» Set exercise
Please output each line of the rows below as a numbered list, leaving out any blank lines.

» Dataset extract
__________

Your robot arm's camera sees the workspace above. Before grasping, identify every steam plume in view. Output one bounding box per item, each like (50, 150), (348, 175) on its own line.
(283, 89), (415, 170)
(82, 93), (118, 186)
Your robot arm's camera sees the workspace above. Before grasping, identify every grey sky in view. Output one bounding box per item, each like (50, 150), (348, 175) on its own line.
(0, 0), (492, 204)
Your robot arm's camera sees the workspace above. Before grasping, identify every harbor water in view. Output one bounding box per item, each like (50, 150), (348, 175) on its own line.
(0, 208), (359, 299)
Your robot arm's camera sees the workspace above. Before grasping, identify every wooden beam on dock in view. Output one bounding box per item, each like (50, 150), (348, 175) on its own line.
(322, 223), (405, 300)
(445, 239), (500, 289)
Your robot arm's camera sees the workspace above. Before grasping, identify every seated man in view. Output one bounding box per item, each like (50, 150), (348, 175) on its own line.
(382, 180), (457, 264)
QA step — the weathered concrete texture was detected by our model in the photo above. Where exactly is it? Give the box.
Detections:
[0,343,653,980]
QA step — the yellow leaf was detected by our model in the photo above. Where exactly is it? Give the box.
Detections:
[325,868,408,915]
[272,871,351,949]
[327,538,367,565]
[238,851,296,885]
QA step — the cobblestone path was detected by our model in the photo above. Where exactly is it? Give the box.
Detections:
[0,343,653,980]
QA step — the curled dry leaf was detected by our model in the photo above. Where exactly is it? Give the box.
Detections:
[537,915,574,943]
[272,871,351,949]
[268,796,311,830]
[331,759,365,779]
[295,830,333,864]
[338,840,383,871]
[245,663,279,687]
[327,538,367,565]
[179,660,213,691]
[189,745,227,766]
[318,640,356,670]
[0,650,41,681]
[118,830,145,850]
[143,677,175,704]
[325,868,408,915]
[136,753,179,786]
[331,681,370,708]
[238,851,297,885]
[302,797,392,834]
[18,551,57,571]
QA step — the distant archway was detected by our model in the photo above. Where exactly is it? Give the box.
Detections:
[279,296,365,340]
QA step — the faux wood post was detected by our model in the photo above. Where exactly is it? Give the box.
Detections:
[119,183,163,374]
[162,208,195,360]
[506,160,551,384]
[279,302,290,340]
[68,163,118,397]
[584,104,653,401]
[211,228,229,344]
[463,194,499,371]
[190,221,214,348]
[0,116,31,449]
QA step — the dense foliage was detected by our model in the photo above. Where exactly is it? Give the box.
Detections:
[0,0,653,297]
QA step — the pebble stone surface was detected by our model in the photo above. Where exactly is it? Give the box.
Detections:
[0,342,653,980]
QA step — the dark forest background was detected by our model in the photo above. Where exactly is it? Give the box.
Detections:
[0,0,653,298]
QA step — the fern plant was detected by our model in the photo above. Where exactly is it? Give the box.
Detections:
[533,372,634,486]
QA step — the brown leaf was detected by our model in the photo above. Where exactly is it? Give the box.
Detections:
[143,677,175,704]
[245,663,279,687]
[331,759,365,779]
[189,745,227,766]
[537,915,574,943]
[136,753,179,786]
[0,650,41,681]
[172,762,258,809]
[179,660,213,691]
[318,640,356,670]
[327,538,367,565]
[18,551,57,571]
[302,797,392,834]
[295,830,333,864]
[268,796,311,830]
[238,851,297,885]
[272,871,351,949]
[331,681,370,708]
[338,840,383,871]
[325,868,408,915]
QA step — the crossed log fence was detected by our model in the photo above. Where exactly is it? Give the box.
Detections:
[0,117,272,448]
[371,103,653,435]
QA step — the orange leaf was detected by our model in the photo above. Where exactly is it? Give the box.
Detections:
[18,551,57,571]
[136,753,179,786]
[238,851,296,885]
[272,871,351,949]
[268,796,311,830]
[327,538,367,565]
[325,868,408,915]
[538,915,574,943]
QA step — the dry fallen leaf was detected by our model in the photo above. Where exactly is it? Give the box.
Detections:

__________

» Expected answer
1. Your robot arm's camera sees the workspace above. Before grasping, identify every steam plume in view. Output one bounding box per item, each like (50, 150), (348, 175) on its own line.
2. (283, 89), (415, 170)
3. (82, 93), (118, 186)
4. Your robot arm's camera sees the workspace above. Before grasping, identify every grey sky in view. Output one bounding box per item, each like (50, 150), (348, 175) on its own line.
5. (0, 0), (492, 204)
6. Your robot arm's camera sees the workspace above. Before grasping, identify every harbor water in view. Output one bounding box per item, each like (50, 150), (348, 175) on its own line.
7. (0, 208), (359, 299)
8. Your robot arm's camera sees the workspace above. Before grasping, identify every wooden beam on dock in view. Output one bounding box per item, each like (50, 150), (348, 175) on its own line.
9. (322, 223), (405, 300)
10. (445, 239), (500, 289)
11. Your robot arm's camera sees the workspace above. Before grasping, identify every seated man in view. Output one bounding box per item, each like (50, 150), (348, 175) on its own line.
12. (382, 180), (457, 264)
13. QA step — the weathered concrete texture was detected by our model in the photo above. Where exactly is it? Give the box.
14. Detections:
15. [0,343,653,980]
16. QA step — the yellow leaf was detected by our model in the photo above. Where exactly is it? Give the box.
17. Detections:
18. [325,868,408,915]
19. [272,871,351,949]
20. [327,538,367,565]
21. [238,851,296,885]
22. QA step — the cobblestone path was detected by our model in the photo above. Where exactly is it? Give the box.
23. Detections:
24. [0,343,653,980]
25. QA step — the curled dry leaf was detected by our model in the photo above. Where exactly is it? Give the box.
26. Detections:
27. [537,915,574,943]
28. [272,871,351,949]
29. [268,796,311,830]
30. [331,759,365,779]
31. [295,830,333,864]
32. [338,840,383,871]
33. [245,663,279,687]
34. [327,538,367,565]
35. [179,660,213,691]
36. [189,745,227,766]
37. [318,640,356,670]
38. [0,650,41,681]
39. [118,830,145,850]
40. [143,677,175,704]
41. [325,868,408,915]
42. [136,753,179,786]
43. [331,681,370,708]
44. [238,851,297,885]
45. [302,797,392,834]
46. [18,551,57,571]
47. QA step — the distant archway was detected by our model in the photo above. Where exactly is it? Give the box.
48. Detections:
49. [279,296,365,340]
50. QA step — the faux wood post was detected by our model in the photo above. Where exactly is it? Give the box.
51. Detections:
52. [119,183,163,374]
53. [162,208,195,360]
54. [506,160,551,384]
55. [279,302,290,340]
56. [68,163,118,397]
57. [584,104,653,401]
58. [211,228,229,344]
59. [463,194,499,371]
60. [190,221,214,348]
61. [0,116,31,449]
62. QA step — the dense foliage was detected by our model in the photo above. Where exactly is it? Give the box.
63. Detections:
64. [0,0,653,297]
65. QA step — the pebble stone surface was detected by our model in the photo above. Where exactly is it? Give the box.
66. Detections:
67. [0,342,653,980]
68. QA step — the dark forest background was detected by our model in the photo above. Where exactly is it? Give the box.
69. Detections:
70. [0,0,653,298]
71. QA step — the fern plant was detected by our model in the photo above. Where exactly is it? Give the box.
72. Detections:
73. [533,372,634,486]
74. QA step — the brown leaf was detected by our model in the photo above. Where exactly is it? Give the box.
75. Detections:
76. [143,677,175,704]
77. [245,663,279,687]
78. [331,759,365,779]
79. [189,745,227,766]
80. [537,915,574,943]
81. [136,753,179,786]
82. [0,650,41,681]
83. [172,762,258,809]
84. [179,660,213,691]
85. [318,640,356,670]
86. [327,538,367,565]
87. [18,551,57,571]
88. [302,797,392,834]
89. [295,830,333,864]
90. [268,796,311,830]
91. [238,851,297,885]
92. [272,871,351,949]
93. [331,681,370,708]
94. [338,840,383,871]
95. [325,868,408,915]
96. QA step — the crossed log fence was detected by our model in the photo above. Where exactly is it? Give the box.
97. Detections:
98. [0,117,272,448]
99. [371,103,653,435]
100. QA step — the orange leaf was detected by our model in the photo above. Where exactly is it? Give the box.
101. Detections:
102. [18,551,57,571]
103. [136,753,179,786]
104. [238,851,296,885]
105. [272,871,351,949]
106. [268,796,311,830]
107. [327,538,367,565]
108. [325,868,408,915]
109. [538,915,574,943]
110. QA step — the dry fallen leaf was detected by our model in the photo above. Where exactly is it? Give the box.
111. Detections:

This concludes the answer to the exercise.